▶ **Source text**:
'''

In 2000, by a wide margin, 61 to 39 percent, California voted in favor of Proposition 22 that "Only marriage between a man and a woman is valid or recognized in California."

Recently, the California Supreme Court overturned that vote of 4,618,673 people by a single vote in a 4-3 decision, an alarming example of raw judicial activism. Thus, America's largest state became the second, after Massachusetts, to allow same-sex couples to marry.

What's wrong with this decision?

The court conceded that California passed laws granting same-sex couples "virtually all of the legal rights and responsibilities accorded married couples." However, in not allowing gays to call their unions "marriage," Prop 22 was "discriminating on the basis of sexual orientation, a characteristic that we conclude represents - like gender, race and religion - a constitutionally suspect basis upon which to impose differential treatment."

Is traditional marriage discriminatory?  No, according to nine other state and federal courts. Even in liberal Maryland, its Supreme Court concluded that "marriage enjoys its fundamental status due, in large part to its link to procreation." Therefore, limiting marriage to opposite genders is "safeguarding an environment most conducive to the stable propagation and continuance of the human race (which) is a legitimate governmental interest."

New York's highest court put it more plainly, "The Legislature could rationally believe that it is better...for children to grow up with both a mother and father. Intuition and experience suggest that a child benefits from having before his or her eyes, every day, living models of what both a man and a woman are like..."

"By limiting marriage to opposite-sex couples New York is not engaging in sex discrimination.  The limitation does not put men and women in different classes, and give one class a benefit not given to the other. Women and men are treated alike - they are permitted to marry people of the opposite sex." (See www.marriagedebate.com.)

To rationalize its decision, California noted that Canadian courts hold that same-sex marriage is grounded in the human right to form families of choice, and "to have government sanction all family forms as having equal dignity," writes Maggie Gallagher, founder of the Institute for Marriage and Public Policy. "Polygamy anyone?" she asks.

It's a legitimate question. If two homosexuals or two lesbians can marry, they are presumably as equally able to parent children as a married man and woman. And if they can do so, why not one man with two or three wives?

There is another, more insidious danger, which Gallagher calls Canada's new passion to "Persecute in the Name of Tolerance." Two weeks ago, the "Human Rights" Tribunal of Ontario ruled that Christian Horizons, a charity that runs homes for developmentally disabled adults, engaged in illegal discrimination when it tried to ensure that its employees were practicing Christians who accepted Christian sexual teaching on adultery, fornication and homosexual sex.

The group had to pay a $23,000 fine and even submit to a re-education plan to change its attitudes!

'''

▶ **What to produce**:
Please answer these three questions using the text on the California marriage ruling, one line each:
(a) By what margin did California voters approve Proposition 22 in 2000?
(b) What was the vote of the California Supreme Court in its decision?
(c) How much did Christian Horizons have to pay as a fine?

▶ **Provided records**:
'''

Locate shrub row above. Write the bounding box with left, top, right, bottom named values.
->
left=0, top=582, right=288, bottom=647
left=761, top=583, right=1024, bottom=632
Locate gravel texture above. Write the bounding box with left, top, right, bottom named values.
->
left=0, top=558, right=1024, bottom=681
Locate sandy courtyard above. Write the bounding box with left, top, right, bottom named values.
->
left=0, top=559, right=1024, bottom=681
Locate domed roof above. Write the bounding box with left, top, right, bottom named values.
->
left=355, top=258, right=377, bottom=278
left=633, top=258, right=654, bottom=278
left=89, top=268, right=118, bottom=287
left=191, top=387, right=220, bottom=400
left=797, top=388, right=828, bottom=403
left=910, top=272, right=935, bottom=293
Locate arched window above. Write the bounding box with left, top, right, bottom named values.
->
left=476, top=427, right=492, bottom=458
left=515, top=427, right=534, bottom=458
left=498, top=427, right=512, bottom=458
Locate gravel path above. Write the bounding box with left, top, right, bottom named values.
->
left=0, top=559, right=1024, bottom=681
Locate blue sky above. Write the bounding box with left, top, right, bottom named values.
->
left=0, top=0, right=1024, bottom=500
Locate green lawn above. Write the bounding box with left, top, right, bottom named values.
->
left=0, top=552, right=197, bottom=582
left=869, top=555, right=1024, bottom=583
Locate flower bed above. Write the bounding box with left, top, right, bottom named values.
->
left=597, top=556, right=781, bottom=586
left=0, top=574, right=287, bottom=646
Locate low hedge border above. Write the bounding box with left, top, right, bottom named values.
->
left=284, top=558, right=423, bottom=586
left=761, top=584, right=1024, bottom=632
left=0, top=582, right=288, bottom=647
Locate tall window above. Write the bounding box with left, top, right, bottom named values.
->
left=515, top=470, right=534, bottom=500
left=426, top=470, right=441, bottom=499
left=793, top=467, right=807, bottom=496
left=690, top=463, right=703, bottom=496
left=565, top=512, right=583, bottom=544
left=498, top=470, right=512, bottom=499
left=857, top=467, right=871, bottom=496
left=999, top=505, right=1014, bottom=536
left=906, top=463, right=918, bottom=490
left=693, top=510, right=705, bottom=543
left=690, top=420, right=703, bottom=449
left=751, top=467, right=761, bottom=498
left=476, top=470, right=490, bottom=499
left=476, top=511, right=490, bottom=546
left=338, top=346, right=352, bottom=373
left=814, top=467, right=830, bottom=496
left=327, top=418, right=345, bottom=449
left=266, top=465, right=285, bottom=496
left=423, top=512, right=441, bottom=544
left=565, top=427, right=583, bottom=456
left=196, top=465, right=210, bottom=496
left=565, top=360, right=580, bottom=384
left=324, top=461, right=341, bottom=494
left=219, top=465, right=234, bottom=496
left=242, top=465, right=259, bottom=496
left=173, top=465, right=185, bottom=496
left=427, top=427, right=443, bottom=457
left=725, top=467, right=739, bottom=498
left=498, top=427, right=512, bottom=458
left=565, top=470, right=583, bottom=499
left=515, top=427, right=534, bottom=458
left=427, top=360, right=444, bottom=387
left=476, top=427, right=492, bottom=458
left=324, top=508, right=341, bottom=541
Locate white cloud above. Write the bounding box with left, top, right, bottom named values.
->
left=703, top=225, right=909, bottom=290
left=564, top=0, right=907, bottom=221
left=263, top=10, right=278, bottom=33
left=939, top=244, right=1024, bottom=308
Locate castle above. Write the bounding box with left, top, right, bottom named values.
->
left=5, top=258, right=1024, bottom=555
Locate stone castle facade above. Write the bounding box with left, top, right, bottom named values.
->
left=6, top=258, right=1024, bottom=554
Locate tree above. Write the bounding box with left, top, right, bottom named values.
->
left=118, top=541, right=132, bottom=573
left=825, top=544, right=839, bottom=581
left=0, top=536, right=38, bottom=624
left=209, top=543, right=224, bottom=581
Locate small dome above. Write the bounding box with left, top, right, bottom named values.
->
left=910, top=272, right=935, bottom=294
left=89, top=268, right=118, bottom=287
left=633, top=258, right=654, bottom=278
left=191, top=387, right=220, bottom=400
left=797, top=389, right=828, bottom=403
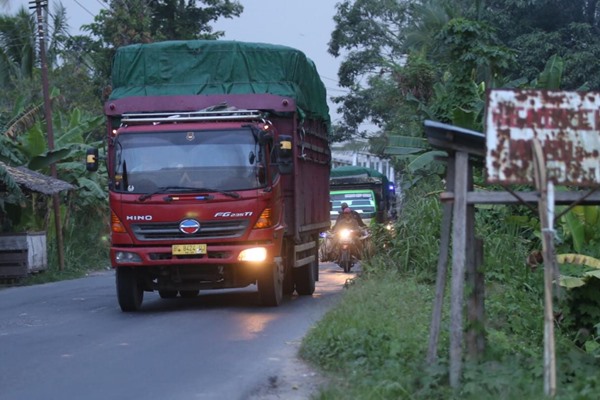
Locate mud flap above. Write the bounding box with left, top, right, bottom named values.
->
left=258, top=258, right=284, bottom=307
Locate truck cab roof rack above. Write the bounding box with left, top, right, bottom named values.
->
left=121, top=109, right=265, bottom=124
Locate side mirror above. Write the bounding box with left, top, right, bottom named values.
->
left=85, top=148, right=98, bottom=172
left=277, top=135, right=294, bottom=175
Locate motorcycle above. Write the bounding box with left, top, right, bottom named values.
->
left=336, top=228, right=360, bottom=273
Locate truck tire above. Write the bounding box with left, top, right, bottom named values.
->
left=258, top=263, right=283, bottom=307
left=294, top=260, right=319, bottom=296
left=115, top=267, right=144, bottom=312
left=158, top=290, right=177, bottom=299
left=179, top=289, right=200, bottom=299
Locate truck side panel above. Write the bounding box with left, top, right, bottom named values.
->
left=280, top=120, right=331, bottom=242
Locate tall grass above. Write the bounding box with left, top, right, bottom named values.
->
left=300, top=173, right=600, bottom=399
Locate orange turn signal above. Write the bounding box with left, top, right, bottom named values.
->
left=110, top=211, right=126, bottom=233
left=254, top=208, right=273, bottom=229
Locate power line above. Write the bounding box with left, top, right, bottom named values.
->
left=73, top=0, right=96, bottom=17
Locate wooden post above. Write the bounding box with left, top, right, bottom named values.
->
left=450, top=151, right=469, bottom=388
left=531, top=139, right=556, bottom=396
left=427, top=157, right=455, bottom=365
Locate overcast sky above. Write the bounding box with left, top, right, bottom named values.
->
left=9, top=0, right=344, bottom=121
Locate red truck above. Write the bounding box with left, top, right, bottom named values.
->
left=87, top=40, right=331, bottom=311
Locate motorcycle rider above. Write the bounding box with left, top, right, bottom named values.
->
left=332, top=203, right=367, bottom=259
left=333, top=202, right=367, bottom=231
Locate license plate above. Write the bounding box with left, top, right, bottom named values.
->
left=172, top=244, right=206, bottom=256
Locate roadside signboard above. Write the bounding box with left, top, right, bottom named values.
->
left=485, top=89, right=600, bottom=187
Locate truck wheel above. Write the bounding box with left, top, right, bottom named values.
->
left=158, top=290, right=177, bottom=299
left=179, top=290, right=200, bottom=299
left=116, top=267, right=144, bottom=312
left=294, top=260, right=319, bottom=296
left=258, top=263, right=283, bottom=307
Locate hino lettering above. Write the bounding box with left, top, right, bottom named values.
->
left=125, top=215, right=152, bottom=221
left=215, top=211, right=252, bottom=218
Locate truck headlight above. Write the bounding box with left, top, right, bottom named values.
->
left=238, top=247, right=267, bottom=262
left=115, top=251, right=142, bottom=264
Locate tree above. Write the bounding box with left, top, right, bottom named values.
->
left=483, top=0, right=600, bottom=90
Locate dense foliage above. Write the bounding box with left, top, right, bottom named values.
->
left=301, top=177, right=600, bottom=399
left=0, top=0, right=243, bottom=272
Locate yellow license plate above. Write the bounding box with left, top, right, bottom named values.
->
left=172, top=244, right=206, bottom=256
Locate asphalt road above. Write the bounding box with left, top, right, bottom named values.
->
left=0, top=263, right=354, bottom=400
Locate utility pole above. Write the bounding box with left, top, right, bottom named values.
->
left=29, top=0, right=65, bottom=271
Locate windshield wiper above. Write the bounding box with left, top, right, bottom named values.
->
left=138, top=186, right=240, bottom=201
left=138, top=186, right=198, bottom=201
left=196, top=187, right=240, bottom=199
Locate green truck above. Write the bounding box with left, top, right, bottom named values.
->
left=329, top=166, right=396, bottom=225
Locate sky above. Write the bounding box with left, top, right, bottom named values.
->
left=4, top=0, right=346, bottom=122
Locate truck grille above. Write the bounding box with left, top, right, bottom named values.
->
left=131, top=220, right=248, bottom=240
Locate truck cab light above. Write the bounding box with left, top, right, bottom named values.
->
left=238, top=247, right=267, bottom=262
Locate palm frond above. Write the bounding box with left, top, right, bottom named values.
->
left=3, top=104, right=44, bottom=139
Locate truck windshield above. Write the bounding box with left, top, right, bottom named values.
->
left=113, top=129, right=265, bottom=194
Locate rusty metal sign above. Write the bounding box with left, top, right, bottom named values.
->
left=485, top=90, right=600, bottom=186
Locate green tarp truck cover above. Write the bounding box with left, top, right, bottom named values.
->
left=110, top=40, right=330, bottom=126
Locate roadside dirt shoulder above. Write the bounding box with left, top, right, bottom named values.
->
left=248, top=341, right=327, bottom=400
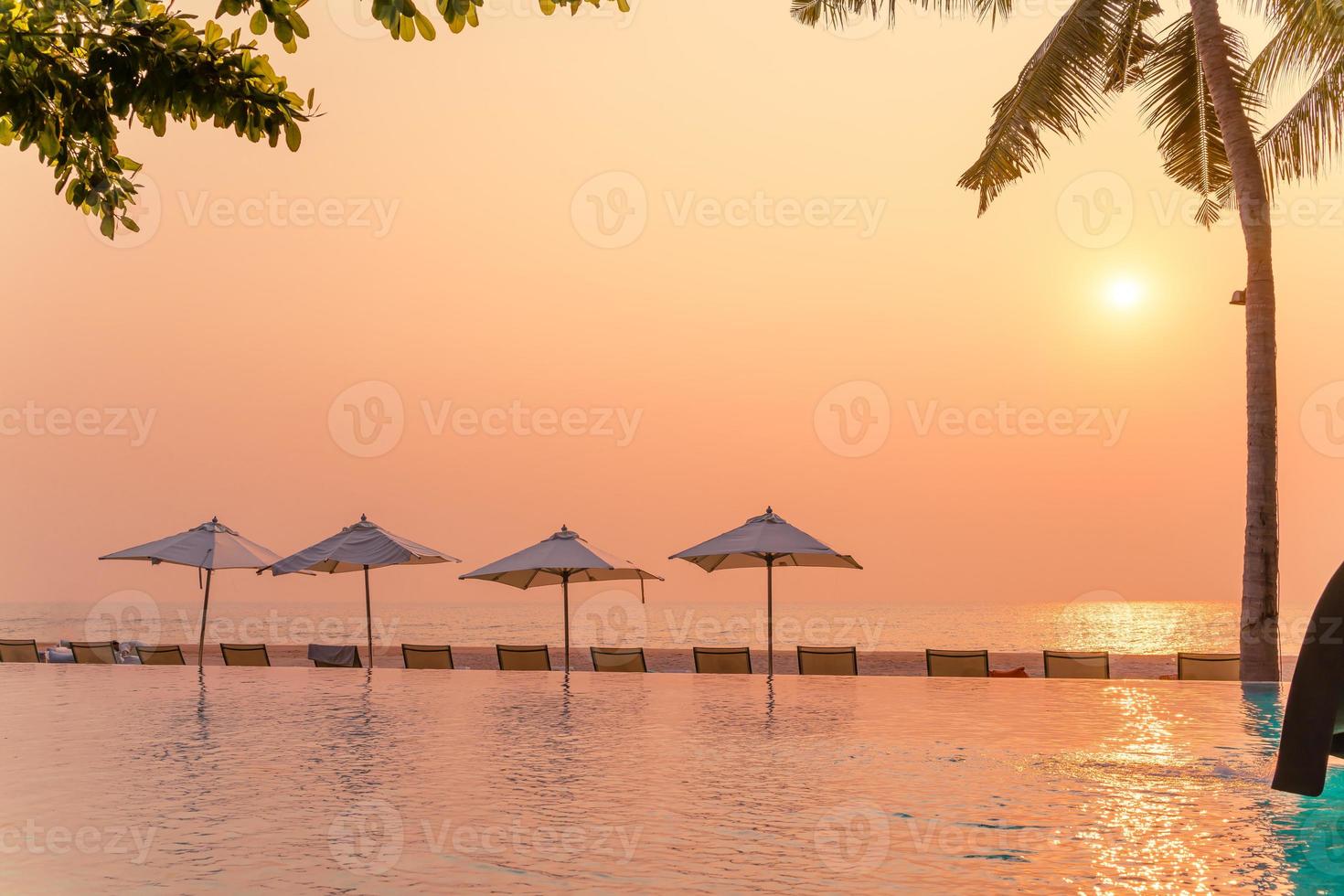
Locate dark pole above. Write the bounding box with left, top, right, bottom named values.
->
left=364, top=563, right=374, bottom=669
left=560, top=572, right=570, bottom=672
left=764, top=553, right=774, bottom=676
left=197, top=570, right=215, bottom=667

'''

▶ **Worked answer**:
(a) 61 to 39 percent
(b) 4-3
(c) $23,000